▶ Required task
Pick out every line in the rows below that contains the word "area", and copy each of those lines in full.

▶ Information provided
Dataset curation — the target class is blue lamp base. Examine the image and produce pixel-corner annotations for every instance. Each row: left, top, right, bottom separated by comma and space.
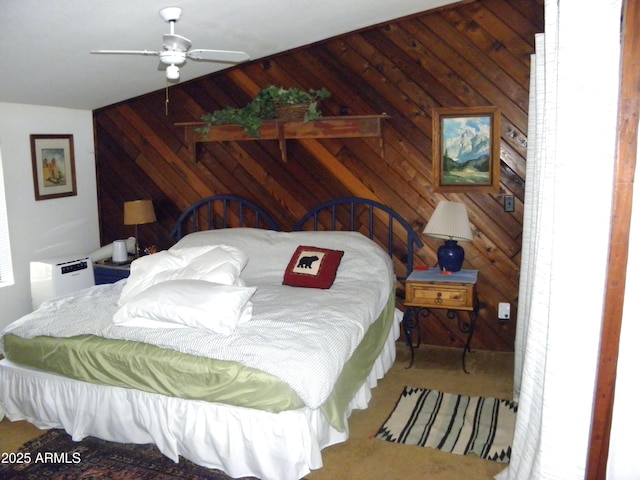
438, 240, 464, 272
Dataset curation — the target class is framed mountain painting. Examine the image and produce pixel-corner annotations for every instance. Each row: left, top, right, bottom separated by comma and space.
432, 107, 500, 193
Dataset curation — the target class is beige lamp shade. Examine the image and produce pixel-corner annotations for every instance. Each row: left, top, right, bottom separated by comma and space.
422, 200, 473, 242
124, 200, 156, 225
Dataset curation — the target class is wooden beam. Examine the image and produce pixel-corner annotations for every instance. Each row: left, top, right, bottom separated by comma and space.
586, 0, 640, 480
176, 115, 388, 162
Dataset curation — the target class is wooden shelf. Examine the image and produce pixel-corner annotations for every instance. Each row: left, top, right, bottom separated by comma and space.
176, 115, 389, 162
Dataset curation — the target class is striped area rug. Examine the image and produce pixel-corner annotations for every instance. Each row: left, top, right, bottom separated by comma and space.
376, 387, 518, 463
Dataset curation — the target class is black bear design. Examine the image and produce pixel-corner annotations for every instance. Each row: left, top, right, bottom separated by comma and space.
297, 255, 320, 268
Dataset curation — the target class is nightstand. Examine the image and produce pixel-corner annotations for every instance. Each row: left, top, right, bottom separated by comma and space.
402, 269, 479, 373
93, 260, 131, 285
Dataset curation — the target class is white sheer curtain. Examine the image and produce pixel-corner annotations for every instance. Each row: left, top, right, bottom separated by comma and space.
496, 0, 621, 480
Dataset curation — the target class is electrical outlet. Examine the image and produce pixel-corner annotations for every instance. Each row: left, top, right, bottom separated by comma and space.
504, 195, 516, 212
498, 302, 511, 320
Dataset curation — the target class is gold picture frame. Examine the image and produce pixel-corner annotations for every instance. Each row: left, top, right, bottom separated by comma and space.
432, 107, 500, 193
29, 135, 78, 200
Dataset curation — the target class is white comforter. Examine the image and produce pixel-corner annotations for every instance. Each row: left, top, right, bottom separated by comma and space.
0, 229, 395, 408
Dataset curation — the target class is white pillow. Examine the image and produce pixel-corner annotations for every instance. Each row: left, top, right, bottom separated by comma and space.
113, 280, 256, 335
118, 245, 247, 306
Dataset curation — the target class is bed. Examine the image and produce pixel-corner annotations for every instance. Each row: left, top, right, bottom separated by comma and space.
0, 195, 422, 479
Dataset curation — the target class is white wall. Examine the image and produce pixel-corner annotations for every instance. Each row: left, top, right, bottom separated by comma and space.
0, 102, 99, 330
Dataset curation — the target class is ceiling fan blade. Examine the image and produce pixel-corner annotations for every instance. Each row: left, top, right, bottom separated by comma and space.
162, 33, 191, 52
89, 50, 160, 55
187, 49, 250, 63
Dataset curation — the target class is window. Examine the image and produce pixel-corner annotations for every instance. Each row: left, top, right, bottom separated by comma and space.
0, 146, 13, 287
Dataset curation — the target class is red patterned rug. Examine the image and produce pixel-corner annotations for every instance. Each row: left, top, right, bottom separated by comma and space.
0, 430, 253, 480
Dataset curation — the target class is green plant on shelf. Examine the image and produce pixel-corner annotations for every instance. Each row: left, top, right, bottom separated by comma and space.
196, 85, 331, 138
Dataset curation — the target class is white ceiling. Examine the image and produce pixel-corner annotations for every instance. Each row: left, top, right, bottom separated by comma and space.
0, 0, 456, 110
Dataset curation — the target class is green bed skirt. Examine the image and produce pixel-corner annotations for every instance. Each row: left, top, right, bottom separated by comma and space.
4, 297, 395, 431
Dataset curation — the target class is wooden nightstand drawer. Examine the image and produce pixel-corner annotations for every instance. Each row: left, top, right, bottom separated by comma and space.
404, 282, 474, 310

▶ The solution
Dataset curation — the target class is striped area rug. Examine the image and produce pixel-corner annotations for every instance. Each row: left, top, right, bottom separated by comma and space.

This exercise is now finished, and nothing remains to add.